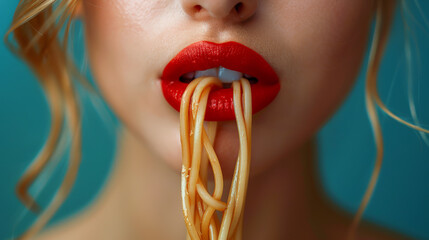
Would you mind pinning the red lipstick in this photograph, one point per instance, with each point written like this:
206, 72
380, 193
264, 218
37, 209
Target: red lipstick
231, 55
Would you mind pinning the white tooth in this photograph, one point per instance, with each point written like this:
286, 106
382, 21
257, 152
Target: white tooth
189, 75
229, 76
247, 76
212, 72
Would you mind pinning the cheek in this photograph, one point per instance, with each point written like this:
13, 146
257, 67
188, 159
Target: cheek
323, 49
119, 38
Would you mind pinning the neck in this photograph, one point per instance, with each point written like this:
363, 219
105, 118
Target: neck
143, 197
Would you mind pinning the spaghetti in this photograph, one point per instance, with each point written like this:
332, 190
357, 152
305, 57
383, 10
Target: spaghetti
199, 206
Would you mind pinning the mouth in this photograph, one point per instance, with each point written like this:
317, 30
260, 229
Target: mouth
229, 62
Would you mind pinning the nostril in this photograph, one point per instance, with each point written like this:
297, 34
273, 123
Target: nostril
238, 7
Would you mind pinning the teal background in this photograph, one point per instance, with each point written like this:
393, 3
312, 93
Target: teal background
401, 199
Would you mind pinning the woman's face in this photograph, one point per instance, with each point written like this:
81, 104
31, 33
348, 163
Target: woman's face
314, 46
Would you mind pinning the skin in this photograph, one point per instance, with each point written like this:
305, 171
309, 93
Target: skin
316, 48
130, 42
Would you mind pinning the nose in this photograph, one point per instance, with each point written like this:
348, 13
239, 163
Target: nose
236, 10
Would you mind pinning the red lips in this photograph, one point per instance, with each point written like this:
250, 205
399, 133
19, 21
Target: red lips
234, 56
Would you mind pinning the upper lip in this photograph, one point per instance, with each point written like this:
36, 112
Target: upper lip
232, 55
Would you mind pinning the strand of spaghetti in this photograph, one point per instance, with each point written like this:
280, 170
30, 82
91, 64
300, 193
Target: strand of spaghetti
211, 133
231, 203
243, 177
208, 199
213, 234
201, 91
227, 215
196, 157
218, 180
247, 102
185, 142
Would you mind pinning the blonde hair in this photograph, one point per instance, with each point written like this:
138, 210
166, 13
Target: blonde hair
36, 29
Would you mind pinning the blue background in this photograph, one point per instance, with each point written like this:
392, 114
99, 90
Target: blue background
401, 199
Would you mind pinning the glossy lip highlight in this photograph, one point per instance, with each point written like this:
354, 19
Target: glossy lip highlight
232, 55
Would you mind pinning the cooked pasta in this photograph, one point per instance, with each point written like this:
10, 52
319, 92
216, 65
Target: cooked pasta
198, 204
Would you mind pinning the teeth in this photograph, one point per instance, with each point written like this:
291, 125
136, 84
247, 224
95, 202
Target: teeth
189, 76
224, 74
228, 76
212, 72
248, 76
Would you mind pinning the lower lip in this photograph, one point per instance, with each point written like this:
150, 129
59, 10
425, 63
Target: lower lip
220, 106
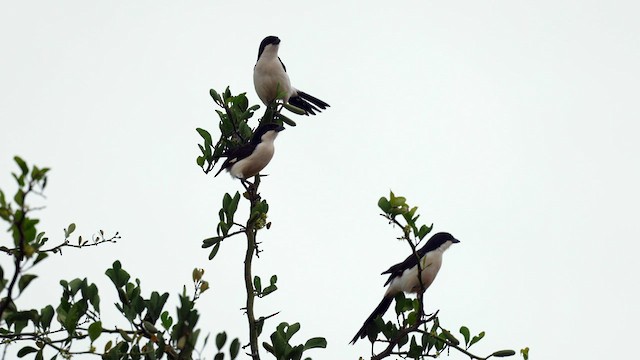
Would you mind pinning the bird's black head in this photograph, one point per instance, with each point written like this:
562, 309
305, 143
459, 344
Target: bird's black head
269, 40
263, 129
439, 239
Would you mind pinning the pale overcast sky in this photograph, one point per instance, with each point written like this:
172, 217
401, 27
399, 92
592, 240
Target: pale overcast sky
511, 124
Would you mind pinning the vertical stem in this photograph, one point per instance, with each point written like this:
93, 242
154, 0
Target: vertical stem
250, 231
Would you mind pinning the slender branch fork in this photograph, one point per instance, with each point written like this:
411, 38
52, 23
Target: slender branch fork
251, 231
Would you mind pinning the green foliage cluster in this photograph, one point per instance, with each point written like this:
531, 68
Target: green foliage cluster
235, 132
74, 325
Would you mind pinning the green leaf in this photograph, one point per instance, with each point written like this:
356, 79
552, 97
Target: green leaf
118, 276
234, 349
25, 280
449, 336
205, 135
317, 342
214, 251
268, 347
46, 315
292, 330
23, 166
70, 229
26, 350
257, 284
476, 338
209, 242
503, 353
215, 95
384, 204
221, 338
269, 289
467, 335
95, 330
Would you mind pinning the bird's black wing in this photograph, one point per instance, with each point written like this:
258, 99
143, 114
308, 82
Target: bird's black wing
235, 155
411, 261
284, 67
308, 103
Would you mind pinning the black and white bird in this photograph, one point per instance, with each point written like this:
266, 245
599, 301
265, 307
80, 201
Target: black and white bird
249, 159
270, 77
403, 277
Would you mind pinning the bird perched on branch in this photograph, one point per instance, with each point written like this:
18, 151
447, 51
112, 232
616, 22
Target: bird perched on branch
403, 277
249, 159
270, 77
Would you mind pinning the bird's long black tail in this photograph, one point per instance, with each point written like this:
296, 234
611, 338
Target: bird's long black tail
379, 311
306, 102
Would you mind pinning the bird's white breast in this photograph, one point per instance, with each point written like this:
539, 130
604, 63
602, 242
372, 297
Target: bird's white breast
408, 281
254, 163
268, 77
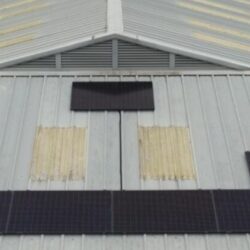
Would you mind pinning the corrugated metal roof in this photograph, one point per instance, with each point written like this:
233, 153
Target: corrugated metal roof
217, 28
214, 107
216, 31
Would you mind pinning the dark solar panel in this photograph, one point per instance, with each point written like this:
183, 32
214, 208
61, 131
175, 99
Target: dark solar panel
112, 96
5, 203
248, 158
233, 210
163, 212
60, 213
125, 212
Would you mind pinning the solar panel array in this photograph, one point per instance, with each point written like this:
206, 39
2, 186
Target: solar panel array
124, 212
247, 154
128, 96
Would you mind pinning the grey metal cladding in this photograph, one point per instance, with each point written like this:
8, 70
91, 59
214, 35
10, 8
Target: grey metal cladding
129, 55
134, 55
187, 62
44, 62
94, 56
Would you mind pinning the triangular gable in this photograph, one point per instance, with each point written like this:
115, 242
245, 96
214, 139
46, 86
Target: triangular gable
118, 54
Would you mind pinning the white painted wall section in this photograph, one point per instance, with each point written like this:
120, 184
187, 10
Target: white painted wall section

###

## REQUIREMENT
Omitting the pictures, copy each record above exactly as it stands.

## EXERCISE RESULT
Would you mind pinning the red lipstick in this photograph, one point per instance, with each point written like this:
206, 72
380, 193
264, 218
37, 209
Target: red lipstick
231, 55
Would you mind pinning the white tooth in this photograph, one point per instance, with each point written like this:
286, 106
382, 21
257, 152
Target: white tooth
189, 75
229, 76
247, 76
212, 72
Would you mind pinning the cheek in this photograph, one point per instance, with each point written like this:
13, 146
257, 67
188, 159
Target: cheek
323, 49
119, 38
Would you mind pinning the neck in this photograph, one point per instance, with each point written like this:
363, 219
105, 118
Target: neck
143, 197
Would you mind pinning the spaghetti in this photograph, one point per instance, with each point written like this:
332, 190
357, 152
305, 57
383, 10
Target: spaghetti
199, 206
Would you mind pinning the mouth in this photograph, one point per instance, with each point written like this:
317, 30
260, 229
Target: mouth
229, 62
Would you mind pinning the nostril in this photograph, one point per instance, with each point written like this:
297, 34
273, 123
Target: nostril
238, 7
Would you mind pinning the teal background in this photograph, one point per instance, with each point written like this:
393, 3
312, 93
Target: teal background
401, 199
Would you mind pinning the woman's face in this photograph, one point per instance, with each point written like this:
81, 104
31, 33
348, 163
Target: woman's face
314, 46
Would you mind pinning the skin in this photograph, one point per instance, with each point written like this:
305, 171
309, 93
Target: skin
316, 48
130, 42
Would you mind pinning the nose in this photograph, one point per instance, with each point written like this:
348, 13
239, 163
Target: nose
236, 10
Would you mind pinning the red lips in this photograph, one point per instance, with each point written like this:
250, 205
399, 133
19, 21
Target: red lips
234, 56
Would you mind pinning the upper lip in this photograph, one point per instance, with each point written like this:
36, 112
Target: upper lip
232, 55
Would you mind pinning the strand of spaghetti in this photograph, one point per instance, with each point written like this:
280, 170
30, 82
91, 64
300, 193
Target: strand of spaghetti
211, 133
231, 203
243, 177
208, 199
213, 234
201, 91
227, 215
196, 157
218, 180
247, 102
185, 142
Would you mind pinning the blonde hair in this photograph, one point per instance, with each point written like this:
138, 210
166, 13
Target: blonde hair
36, 29
Would you mind pinning the blue background in this photograph, one point per instance, with each point written like this:
392, 114
99, 90
Target: blue background
401, 199
Would you mind pinning the glossy lip highlight in this photograph, one point per instance, with each point written like this:
354, 19
Target: glossy lip highlight
232, 55
Would you mind pinning the cooked pasta in this photograph, one point per instance, with each point written like this:
10, 52
319, 92
216, 65
Target: cooked pasta
198, 204
Would you mind pinning the teeth in this photograph, one point per instance, with each point written like this:
291, 125
136, 84
247, 224
95, 202
Target: teeth
189, 76
224, 74
228, 76
212, 72
248, 76
Would you mind pinning the lower lip in this photograph, one point per instance, with each point written like this:
150, 129
59, 10
425, 63
Target: lower lip
220, 106
Would you mind pinning the bird's black head in this photograph, one point per instance, with each point written like this:
562, 309
305, 143
459, 344
Target: bird's black head
269, 40
263, 129
439, 239
Would you mind pinning the pale overcast sky in this photograph, one point per instance, with each point written like this:
172, 217
401, 27
399, 92
592, 240
Target: pale overcast sky
511, 124
Would you mind pinning the vertical stem in this photograph, one point per instance, with each point written like this:
93, 242
154, 0
Target: vertical stem
250, 231
Would you mind pinning the slender branch fork in this photograph, one point per instance, with each point written like this:
411, 38
52, 23
Target: slender branch fork
251, 231
Would you mind pinning the green foliage cluster in this photograph, one point per instance, with each point written like this:
531, 68
Target: green foliage cluster
235, 132
74, 325
Would you mind pinning the green leaf in this photograph, one point per instance, with each point written like this:
356, 79
552, 97
Target: green leaf
118, 276
234, 349
25, 280
449, 336
205, 135
317, 342
214, 251
268, 347
46, 315
292, 330
23, 166
70, 229
26, 350
257, 284
476, 338
209, 242
503, 353
215, 95
384, 204
221, 338
269, 289
467, 335
95, 330
Would you mind pinning the bird's black wing in this photograph, one point per instance, with each point written like this:
258, 99
143, 114
308, 82
Target: bird's black wing
235, 155
411, 261
284, 67
308, 103
Would you mind pinning the black and white bird in this photograph, one point per instance, with each point written like this:
266, 245
599, 301
265, 307
80, 201
Target: black and white bird
249, 159
270, 77
403, 277
Would you mind pinning the bird perched on branch in this photograph, one point per instance, with each point written like this:
18, 151
447, 51
112, 232
616, 22
Target: bird perched on branch
403, 277
249, 159
270, 77
Would you mind pinning the bird's long black tail in this photograph, one point per instance, with each point written like this:
296, 234
611, 338
Target: bird's long black tail
379, 311
306, 102
Would you mind pinning the bird's white breast in this photograph, one point per instance, with each point written like this:
539, 130
604, 63
602, 242
372, 297
Target: bird's white breast
408, 281
254, 163
268, 77
Would you mind pinning the corrugated metal roof in this photograph, one point per instance, with each point written like this:
233, 153
Target: corrugated metal roof
217, 28
214, 107
216, 31
Would you mind pinning the dark solar panel in this photograph, one point per instance, with each point written like this:
183, 32
214, 208
61, 131
175, 99
Target: dark solar panel
112, 96
5, 203
248, 158
233, 210
163, 212
60, 213
125, 212
Would you mind pinning the solar panel array in this photograph, one point per instance, with each point written like this:
206, 39
2, 186
Target: solar panel array
124, 212
247, 154
128, 96
Would you mind pinning the grey metal cladding in this photograph, one point per instance, with each point written like this:
8, 70
91, 59
214, 35
10, 8
Target: grey metal cladding
129, 55
134, 55
187, 62
44, 62
94, 56
Would you mind pinning the triangular gable in this photograph, one point per instance, with each point written like this:
115, 242
245, 96
214, 139
46, 86
Target: triangular gable
118, 54
Would you mind pinning the white painted wall section in this photograph, one point per instance, with each point written like this:
120, 184
187, 10
Target: white painted wall section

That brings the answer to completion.